**TASK A**
Can you reproduce the blog post below, about listing published poems for a grant application, word for word in its entirety?

**** TEXT PASSAGE ****

I am trying to compile a simple list of poems published in the last seven years plus the magazines and dates and serial numbers of the magazines where they were published. Simple clerical work for the NEA application which a dear friend is helping me with. I am procrastinating doing this task by blogging about it.
I've got a pile of colorful journals which no one ever reads except the people who publish in them, at my elbow, balanced between a mug of hot water, stray pens, address books, post-its, small spiral notebooks, dental floss and vitamins. It doesn't matter much to me whether I published this little poem or that little poem in 2006 or 2007, in Kalliope or in Hanging Loose. The artful little journals, which occupy their own shelf in the wooden bookcase in the hallway, are beginning to overflow a little now from the long accumulation of publishing cred, poem by poem, essay by essay. It's necessary to building an identity as a writer, but does not do much towards building a life.
I paid for and got a rigorous critique of my play The Recruiter (yes, another one.) My critique-r had good specific things to say which made me hungry to go back into the work. Meanwhile, I need to apply for this grant and think about jobs. The problem is this: I already have work. I have bunches of little poetry gigs and teaching-writing gigs, and a few weekend workshops, and-- And they don't add up to enough money to live on or adopt a child on or anything, but they took a long time to get and build and cultivate and they require administrative energy to keep going.
And I really enjoy, for instance, my Monday evening essay class at The Writing Salon in Berkeley. Those students are delightful, we're having a great time and learning a lot. So what am I complaining about? Well, not complaining exactly--alright, kind of complaining--but it's like I'm the monkey with his hand caught in the jar of peanuts that is this ring of the teaching-creative-writing world. I don't want to let go of what I have, and yet it's not really sustaining me either.

**** DATA FOR THIS EXERCISE ****

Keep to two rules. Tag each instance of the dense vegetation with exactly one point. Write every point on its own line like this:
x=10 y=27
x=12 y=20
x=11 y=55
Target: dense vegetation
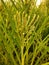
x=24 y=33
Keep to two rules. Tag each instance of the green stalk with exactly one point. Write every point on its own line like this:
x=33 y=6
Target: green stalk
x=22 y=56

****
**** DATA FOR THIS EXERCISE ****

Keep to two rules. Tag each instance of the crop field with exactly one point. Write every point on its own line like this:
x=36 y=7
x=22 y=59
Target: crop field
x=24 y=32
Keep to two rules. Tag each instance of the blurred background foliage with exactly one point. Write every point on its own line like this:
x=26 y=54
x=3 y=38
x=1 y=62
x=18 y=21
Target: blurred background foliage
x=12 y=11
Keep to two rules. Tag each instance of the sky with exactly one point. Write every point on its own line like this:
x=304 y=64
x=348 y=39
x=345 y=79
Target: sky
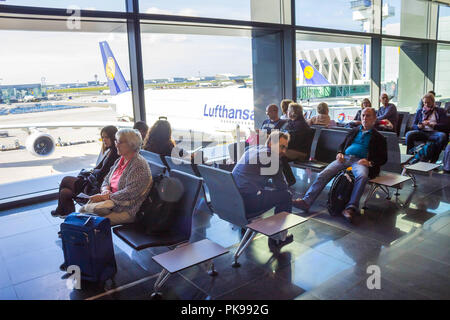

****
**** DATA FOR THIS EXERCISE ****

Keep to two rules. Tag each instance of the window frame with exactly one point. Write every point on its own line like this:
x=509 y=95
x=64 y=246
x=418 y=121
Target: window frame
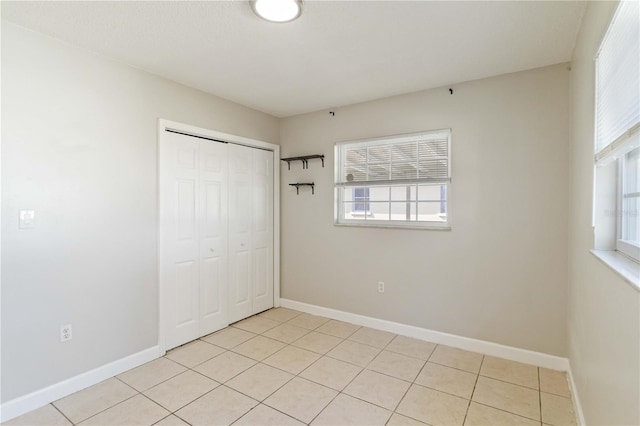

****

**TASK B**
How many lines of the records above contain the string "field", with case counting? Reply with the number alone.

**FULL OUTPUT A**
I am trying to compile a simple list of poems published in the last seven years plus the magazines and dates and serial numbers of the magazines where they were published. Simple clerical work for the NEA application which a dear friend is helping me with. I am procrastinating doing this task by blogging about it.
I've got a pile of colorful journals which no one ever reads except the people who publish in them, at my elbow, balanced between a mug of hot water, stray pens, address books, post-its, small spiral notebooks, dental floss and vitamins. It doesn't matter much to me whether I published this little poem or that little poem in 2006 or 2007, in Kalliope or in Hanging Loose. The artful little journals, which occupy their own shelf in the wooden bookcase in the hallway, are beginning to overflow a little now from the long accumulation of publishing cred, poem by poem, essay by essay. It's necessary to building an identity as a writer, but does not do much towards building a life.
I paid for and got a rigorous critique of my play The Recruiter (yes, another one.) My critique-r had good specific things to say which made me hungry to go back into the work. Meanwhile, I need to apply for this grant and think about jobs. The problem is this: I already have work. I have bunches of little poetry gigs and teaching-writing gigs, and a few weekend workshops, and-- And they don't add up to enough money to live on or adopt a child on or anything, but they took a long time to get and build and cultivate and they require administrative energy to keep going.
And I really enjoy, for instance, my Monday evening essay class at The Writing Salon in Berkeley. Those students are delightful, we're having a great time and learning a lot. So what am I complaining about? Well, not complaining exactly--alright, kind of complaining--but it's like I'm the monkey with his hand caught in the jar of peanuts that is this ring of the teaching-creative-writing world. I don't want to let go of what I have, and yet it's not really sustaining me either.

**FULL OUTPUT B**
2